- **SET TASK**
Show every line of the records below that contains the string "trousers". Case counts.

- **Dataset records**
________________
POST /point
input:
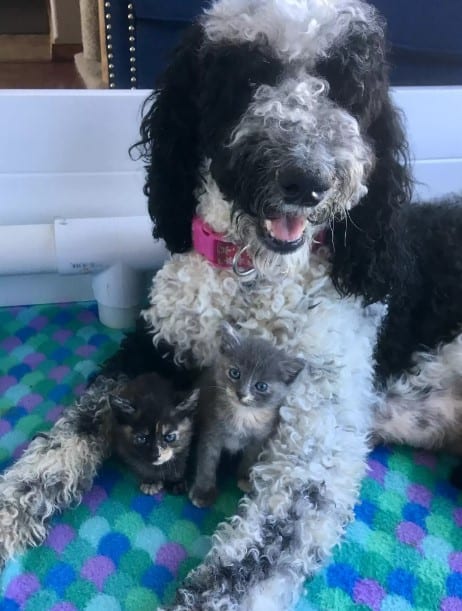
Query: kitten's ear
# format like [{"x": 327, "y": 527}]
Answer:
[
  {"x": 229, "y": 338},
  {"x": 123, "y": 408},
  {"x": 189, "y": 403},
  {"x": 290, "y": 368}
]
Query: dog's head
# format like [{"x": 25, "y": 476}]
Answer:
[{"x": 288, "y": 102}]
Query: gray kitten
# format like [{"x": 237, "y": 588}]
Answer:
[
  {"x": 152, "y": 431},
  {"x": 238, "y": 406}
]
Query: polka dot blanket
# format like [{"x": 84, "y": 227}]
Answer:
[{"x": 121, "y": 550}]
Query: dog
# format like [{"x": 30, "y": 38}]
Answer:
[{"x": 277, "y": 173}]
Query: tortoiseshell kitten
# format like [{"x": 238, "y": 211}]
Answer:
[
  {"x": 239, "y": 406},
  {"x": 153, "y": 428}
]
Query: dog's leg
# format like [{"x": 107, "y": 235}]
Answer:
[
  {"x": 55, "y": 470},
  {"x": 423, "y": 408},
  {"x": 304, "y": 490}
]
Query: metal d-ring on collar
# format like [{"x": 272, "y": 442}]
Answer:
[{"x": 241, "y": 273}]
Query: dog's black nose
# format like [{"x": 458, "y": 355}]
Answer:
[{"x": 300, "y": 187}]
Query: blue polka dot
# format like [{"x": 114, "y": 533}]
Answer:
[
  {"x": 381, "y": 454},
  {"x": 447, "y": 490},
  {"x": 60, "y": 577},
  {"x": 144, "y": 504},
  {"x": 25, "y": 333},
  {"x": 58, "y": 392},
  {"x": 8, "y": 605},
  {"x": 18, "y": 371},
  {"x": 114, "y": 545},
  {"x": 60, "y": 354},
  {"x": 454, "y": 585},
  {"x": 97, "y": 340},
  {"x": 413, "y": 512},
  {"x": 403, "y": 583},
  {"x": 157, "y": 578},
  {"x": 365, "y": 511},
  {"x": 194, "y": 514},
  {"x": 342, "y": 576},
  {"x": 61, "y": 318},
  {"x": 14, "y": 414}
]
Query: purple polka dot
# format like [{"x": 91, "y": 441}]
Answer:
[
  {"x": 455, "y": 562},
  {"x": 58, "y": 373},
  {"x": 451, "y": 604},
  {"x": 10, "y": 343},
  {"x": 29, "y": 402},
  {"x": 171, "y": 555},
  {"x": 86, "y": 316},
  {"x": 410, "y": 533},
  {"x": 457, "y": 515},
  {"x": 38, "y": 322},
  {"x": 6, "y": 382},
  {"x": 5, "y": 426},
  {"x": 97, "y": 570},
  {"x": 20, "y": 449},
  {"x": 368, "y": 592},
  {"x": 60, "y": 536},
  {"x": 62, "y": 335},
  {"x": 420, "y": 494},
  {"x": 34, "y": 359},
  {"x": 85, "y": 351},
  {"x": 22, "y": 587},
  {"x": 54, "y": 414},
  {"x": 376, "y": 471},
  {"x": 425, "y": 459},
  {"x": 94, "y": 497}
]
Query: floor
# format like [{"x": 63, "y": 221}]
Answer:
[{"x": 39, "y": 75}]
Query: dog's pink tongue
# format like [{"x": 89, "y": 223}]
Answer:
[{"x": 288, "y": 228}]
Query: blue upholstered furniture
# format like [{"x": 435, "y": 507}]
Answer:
[{"x": 425, "y": 40}]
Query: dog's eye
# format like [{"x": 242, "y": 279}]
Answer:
[{"x": 139, "y": 439}]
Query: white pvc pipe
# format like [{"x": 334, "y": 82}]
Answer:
[
  {"x": 75, "y": 246},
  {"x": 115, "y": 250}
]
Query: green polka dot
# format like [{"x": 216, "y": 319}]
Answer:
[
  {"x": 94, "y": 529},
  {"x": 119, "y": 585},
  {"x": 184, "y": 532},
  {"x": 129, "y": 524},
  {"x": 103, "y": 602},
  {"x": 135, "y": 562},
  {"x": 141, "y": 598},
  {"x": 80, "y": 593},
  {"x": 44, "y": 599},
  {"x": 40, "y": 560}
]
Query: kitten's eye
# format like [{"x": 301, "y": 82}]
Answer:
[
  {"x": 261, "y": 386},
  {"x": 139, "y": 440}
]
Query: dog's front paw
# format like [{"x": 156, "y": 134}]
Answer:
[
  {"x": 176, "y": 487},
  {"x": 151, "y": 488},
  {"x": 202, "y": 498}
]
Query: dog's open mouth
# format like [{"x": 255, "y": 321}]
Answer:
[{"x": 284, "y": 233}]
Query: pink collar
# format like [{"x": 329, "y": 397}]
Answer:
[
  {"x": 222, "y": 254},
  {"x": 215, "y": 249}
]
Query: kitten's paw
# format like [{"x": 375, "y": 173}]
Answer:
[
  {"x": 243, "y": 483},
  {"x": 151, "y": 488},
  {"x": 176, "y": 487},
  {"x": 202, "y": 498}
]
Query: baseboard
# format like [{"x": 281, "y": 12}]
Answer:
[{"x": 25, "y": 47}]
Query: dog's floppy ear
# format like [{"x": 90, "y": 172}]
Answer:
[
  {"x": 169, "y": 144},
  {"x": 364, "y": 244}
]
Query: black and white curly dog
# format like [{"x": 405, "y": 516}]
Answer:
[{"x": 273, "y": 132}]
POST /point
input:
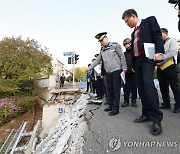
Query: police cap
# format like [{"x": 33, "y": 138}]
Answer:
[
  {"x": 100, "y": 36},
  {"x": 96, "y": 55}
]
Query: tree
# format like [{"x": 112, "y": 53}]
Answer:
[
  {"x": 21, "y": 63},
  {"x": 80, "y": 73}
]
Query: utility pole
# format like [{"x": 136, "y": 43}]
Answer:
[{"x": 73, "y": 58}]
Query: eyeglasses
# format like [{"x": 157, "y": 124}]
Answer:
[{"x": 126, "y": 20}]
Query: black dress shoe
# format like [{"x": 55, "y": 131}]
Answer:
[
  {"x": 125, "y": 104},
  {"x": 176, "y": 110},
  {"x": 113, "y": 112},
  {"x": 156, "y": 129},
  {"x": 165, "y": 107},
  {"x": 142, "y": 119},
  {"x": 108, "y": 109}
]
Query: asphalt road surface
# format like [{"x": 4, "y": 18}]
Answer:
[{"x": 120, "y": 135}]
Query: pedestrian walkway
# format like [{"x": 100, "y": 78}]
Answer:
[{"x": 120, "y": 135}]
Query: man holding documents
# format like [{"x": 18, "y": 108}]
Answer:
[
  {"x": 167, "y": 73},
  {"x": 146, "y": 31},
  {"x": 114, "y": 63},
  {"x": 130, "y": 82}
]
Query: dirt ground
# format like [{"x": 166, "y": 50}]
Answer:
[{"x": 30, "y": 117}]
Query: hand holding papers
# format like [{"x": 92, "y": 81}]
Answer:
[{"x": 149, "y": 49}]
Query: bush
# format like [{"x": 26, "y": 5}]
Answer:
[
  {"x": 13, "y": 106},
  {"x": 69, "y": 79}
]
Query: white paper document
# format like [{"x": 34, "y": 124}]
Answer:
[
  {"x": 123, "y": 77},
  {"x": 149, "y": 49},
  {"x": 98, "y": 69}
]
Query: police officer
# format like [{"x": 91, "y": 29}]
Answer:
[
  {"x": 130, "y": 84},
  {"x": 114, "y": 62}
]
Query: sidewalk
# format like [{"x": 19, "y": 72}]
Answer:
[{"x": 120, "y": 135}]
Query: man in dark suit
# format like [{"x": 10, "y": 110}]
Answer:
[{"x": 146, "y": 31}]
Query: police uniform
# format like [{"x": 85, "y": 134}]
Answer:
[{"x": 114, "y": 61}]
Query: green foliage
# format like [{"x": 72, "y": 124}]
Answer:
[{"x": 21, "y": 62}]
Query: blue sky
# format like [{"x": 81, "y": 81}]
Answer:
[{"x": 70, "y": 25}]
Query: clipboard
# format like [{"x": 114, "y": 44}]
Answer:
[{"x": 149, "y": 49}]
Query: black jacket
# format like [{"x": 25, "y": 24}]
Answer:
[{"x": 150, "y": 32}]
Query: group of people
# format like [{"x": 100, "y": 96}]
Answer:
[{"x": 139, "y": 69}]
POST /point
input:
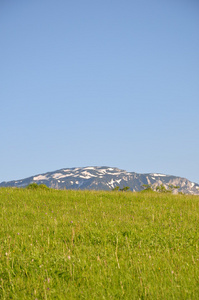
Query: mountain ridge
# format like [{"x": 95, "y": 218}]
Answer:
[{"x": 104, "y": 178}]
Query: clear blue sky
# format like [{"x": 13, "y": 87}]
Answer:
[{"x": 102, "y": 83}]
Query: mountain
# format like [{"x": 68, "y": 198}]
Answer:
[{"x": 104, "y": 178}]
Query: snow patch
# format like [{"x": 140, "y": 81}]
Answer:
[
  {"x": 89, "y": 168},
  {"x": 158, "y": 174}
]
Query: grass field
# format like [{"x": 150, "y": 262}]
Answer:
[{"x": 98, "y": 245}]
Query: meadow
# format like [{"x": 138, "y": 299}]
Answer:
[{"x": 98, "y": 245}]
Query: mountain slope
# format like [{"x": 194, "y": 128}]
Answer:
[{"x": 104, "y": 178}]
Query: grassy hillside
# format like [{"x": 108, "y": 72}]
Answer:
[{"x": 98, "y": 245}]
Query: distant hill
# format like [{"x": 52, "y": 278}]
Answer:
[{"x": 104, "y": 178}]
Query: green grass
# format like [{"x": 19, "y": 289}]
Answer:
[{"x": 98, "y": 245}]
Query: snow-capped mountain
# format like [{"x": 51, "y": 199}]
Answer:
[{"x": 104, "y": 178}]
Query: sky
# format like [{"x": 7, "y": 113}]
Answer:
[{"x": 99, "y": 83}]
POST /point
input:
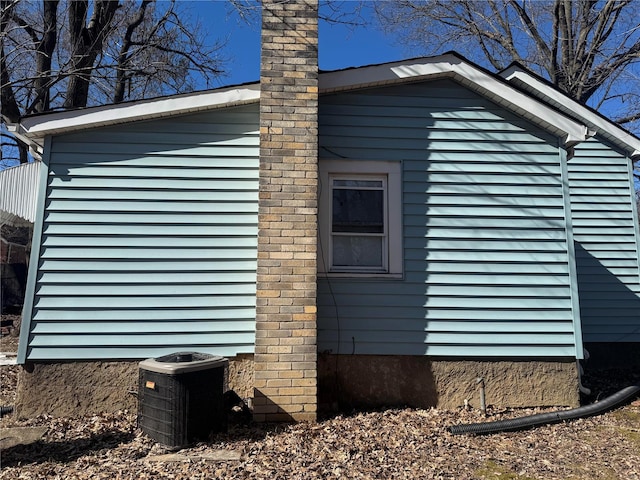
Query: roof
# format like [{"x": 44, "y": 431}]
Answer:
[
  {"x": 545, "y": 91},
  {"x": 18, "y": 194},
  {"x": 535, "y": 102}
]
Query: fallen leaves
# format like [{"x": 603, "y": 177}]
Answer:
[{"x": 390, "y": 444}]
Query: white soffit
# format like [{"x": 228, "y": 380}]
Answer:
[
  {"x": 470, "y": 76},
  {"x": 39, "y": 126},
  {"x": 608, "y": 129},
  {"x": 448, "y": 65}
]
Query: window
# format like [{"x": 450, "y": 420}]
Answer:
[{"x": 360, "y": 218}]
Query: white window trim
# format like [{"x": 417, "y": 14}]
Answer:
[{"x": 393, "y": 171}]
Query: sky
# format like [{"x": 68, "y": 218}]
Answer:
[{"x": 340, "y": 46}]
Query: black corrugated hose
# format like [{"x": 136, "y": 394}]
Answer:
[{"x": 617, "y": 398}]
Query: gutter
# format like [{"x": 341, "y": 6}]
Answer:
[{"x": 36, "y": 145}]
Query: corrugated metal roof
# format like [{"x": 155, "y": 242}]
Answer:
[{"x": 18, "y": 193}]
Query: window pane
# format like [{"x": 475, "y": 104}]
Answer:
[
  {"x": 358, "y": 211},
  {"x": 354, "y": 251}
]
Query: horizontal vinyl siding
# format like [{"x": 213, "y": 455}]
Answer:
[
  {"x": 602, "y": 203},
  {"x": 149, "y": 240},
  {"x": 486, "y": 268}
]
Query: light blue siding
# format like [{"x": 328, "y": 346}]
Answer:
[
  {"x": 606, "y": 237},
  {"x": 149, "y": 240},
  {"x": 486, "y": 262}
]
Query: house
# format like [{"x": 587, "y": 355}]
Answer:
[
  {"x": 18, "y": 187},
  {"x": 385, "y": 234}
]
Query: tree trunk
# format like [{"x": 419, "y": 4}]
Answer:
[{"x": 87, "y": 43}]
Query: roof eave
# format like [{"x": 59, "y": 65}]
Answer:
[
  {"x": 596, "y": 123},
  {"x": 37, "y": 127},
  {"x": 475, "y": 78}
]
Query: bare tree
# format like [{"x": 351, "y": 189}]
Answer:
[
  {"x": 62, "y": 54},
  {"x": 590, "y": 49}
]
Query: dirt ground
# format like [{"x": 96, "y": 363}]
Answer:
[{"x": 387, "y": 444}]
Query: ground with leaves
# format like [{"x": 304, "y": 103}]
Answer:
[{"x": 390, "y": 444}]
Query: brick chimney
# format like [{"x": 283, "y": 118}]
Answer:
[{"x": 286, "y": 346}]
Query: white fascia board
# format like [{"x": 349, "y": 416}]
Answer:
[
  {"x": 39, "y": 126},
  {"x": 545, "y": 92},
  {"x": 472, "y": 77}
]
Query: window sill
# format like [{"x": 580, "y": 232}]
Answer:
[{"x": 362, "y": 275}]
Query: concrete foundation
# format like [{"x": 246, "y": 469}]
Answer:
[
  {"x": 75, "y": 389},
  {"x": 345, "y": 382},
  {"x": 370, "y": 381}
]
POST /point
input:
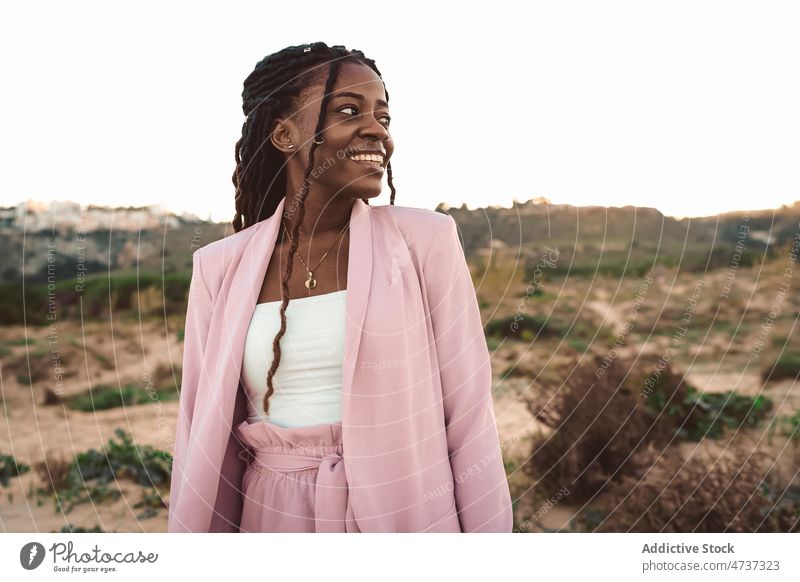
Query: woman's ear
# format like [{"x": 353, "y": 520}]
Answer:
[{"x": 281, "y": 137}]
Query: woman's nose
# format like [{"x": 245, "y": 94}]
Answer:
[{"x": 374, "y": 127}]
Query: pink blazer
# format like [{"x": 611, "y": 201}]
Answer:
[{"x": 421, "y": 448}]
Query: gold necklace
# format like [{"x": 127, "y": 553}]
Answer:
[{"x": 311, "y": 282}]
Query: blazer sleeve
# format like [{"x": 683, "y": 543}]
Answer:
[
  {"x": 480, "y": 485},
  {"x": 198, "y": 319}
]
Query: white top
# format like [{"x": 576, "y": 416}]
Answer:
[{"x": 308, "y": 381}]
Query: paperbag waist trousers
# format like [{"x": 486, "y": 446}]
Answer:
[{"x": 295, "y": 479}]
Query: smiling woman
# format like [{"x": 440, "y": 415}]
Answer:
[{"x": 323, "y": 436}]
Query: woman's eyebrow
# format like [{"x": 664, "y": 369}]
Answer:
[{"x": 380, "y": 102}]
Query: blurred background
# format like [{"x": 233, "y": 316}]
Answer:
[{"x": 624, "y": 178}]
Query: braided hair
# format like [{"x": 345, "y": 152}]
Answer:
[{"x": 272, "y": 90}]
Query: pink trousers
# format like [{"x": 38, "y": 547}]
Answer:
[{"x": 295, "y": 479}]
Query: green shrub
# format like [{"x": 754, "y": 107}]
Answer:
[
  {"x": 516, "y": 326},
  {"x": 707, "y": 414},
  {"x": 90, "y": 473},
  {"x": 10, "y": 467},
  {"x": 786, "y": 366}
]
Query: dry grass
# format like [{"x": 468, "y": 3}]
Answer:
[
  {"x": 598, "y": 425},
  {"x": 730, "y": 493}
]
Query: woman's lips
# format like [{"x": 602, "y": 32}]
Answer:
[{"x": 374, "y": 167}]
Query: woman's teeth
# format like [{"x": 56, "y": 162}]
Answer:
[{"x": 367, "y": 158}]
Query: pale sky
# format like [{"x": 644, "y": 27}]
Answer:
[{"x": 690, "y": 107}]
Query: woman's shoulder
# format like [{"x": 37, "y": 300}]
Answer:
[
  {"x": 227, "y": 248},
  {"x": 413, "y": 220}
]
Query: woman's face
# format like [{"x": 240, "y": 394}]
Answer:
[{"x": 356, "y": 124}]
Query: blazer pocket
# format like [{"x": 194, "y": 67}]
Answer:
[{"x": 400, "y": 258}]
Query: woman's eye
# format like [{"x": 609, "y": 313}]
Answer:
[{"x": 386, "y": 117}]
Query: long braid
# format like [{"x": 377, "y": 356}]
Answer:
[{"x": 272, "y": 90}]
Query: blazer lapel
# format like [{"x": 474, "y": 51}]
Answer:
[{"x": 247, "y": 277}]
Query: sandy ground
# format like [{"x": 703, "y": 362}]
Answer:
[{"x": 32, "y": 431}]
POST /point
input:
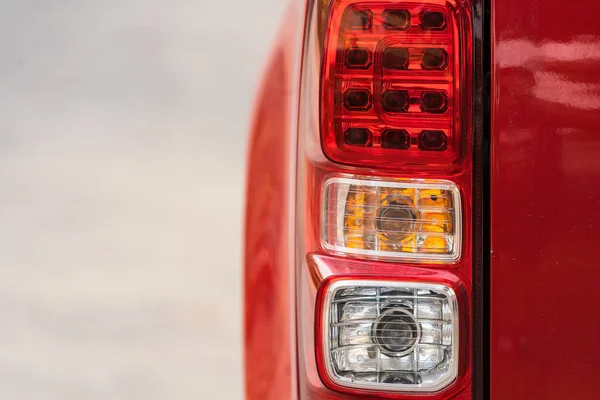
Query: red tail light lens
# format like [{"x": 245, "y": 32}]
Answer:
[{"x": 393, "y": 67}]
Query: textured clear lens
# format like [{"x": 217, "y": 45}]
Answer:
[
  {"x": 391, "y": 335},
  {"x": 395, "y": 219}
]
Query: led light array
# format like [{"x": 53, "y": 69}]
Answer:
[
  {"x": 389, "y": 84},
  {"x": 391, "y": 335}
]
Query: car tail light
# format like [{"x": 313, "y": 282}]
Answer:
[
  {"x": 410, "y": 220},
  {"x": 384, "y": 206},
  {"x": 391, "y": 83},
  {"x": 390, "y": 335}
]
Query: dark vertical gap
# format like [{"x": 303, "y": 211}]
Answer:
[{"x": 481, "y": 201}]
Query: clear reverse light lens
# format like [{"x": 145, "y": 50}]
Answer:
[
  {"x": 395, "y": 336},
  {"x": 412, "y": 220}
]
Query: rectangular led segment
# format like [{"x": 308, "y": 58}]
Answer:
[
  {"x": 396, "y": 336},
  {"x": 391, "y": 83},
  {"x": 399, "y": 219}
]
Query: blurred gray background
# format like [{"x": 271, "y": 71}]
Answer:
[{"x": 123, "y": 129}]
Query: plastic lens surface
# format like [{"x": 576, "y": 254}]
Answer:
[
  {"x": 413, "y": 220},
  {"x": 396, "y": 336}
]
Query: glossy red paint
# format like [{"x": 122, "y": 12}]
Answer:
[
  {"x": 268, "y": 287},
  {"x": 545, "y": 275}
]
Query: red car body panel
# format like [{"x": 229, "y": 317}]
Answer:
[
  {"x": 268, "y": 283},
  {"x": 545, "y": 208}
]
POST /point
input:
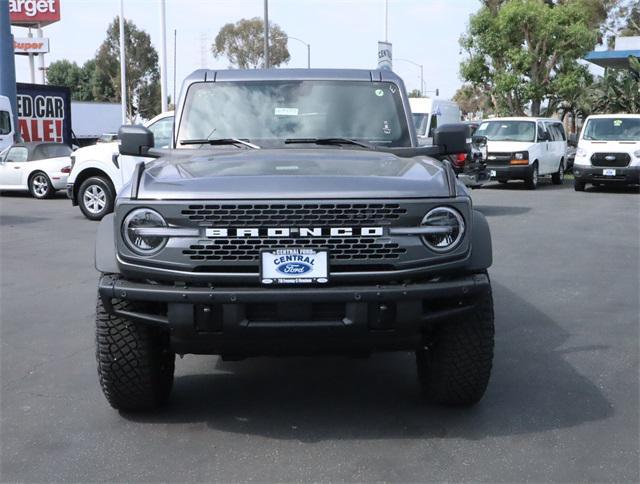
________________
- **WRITTEN RESPONSE**
Query: paperbag waist trousers
Query: pink trousers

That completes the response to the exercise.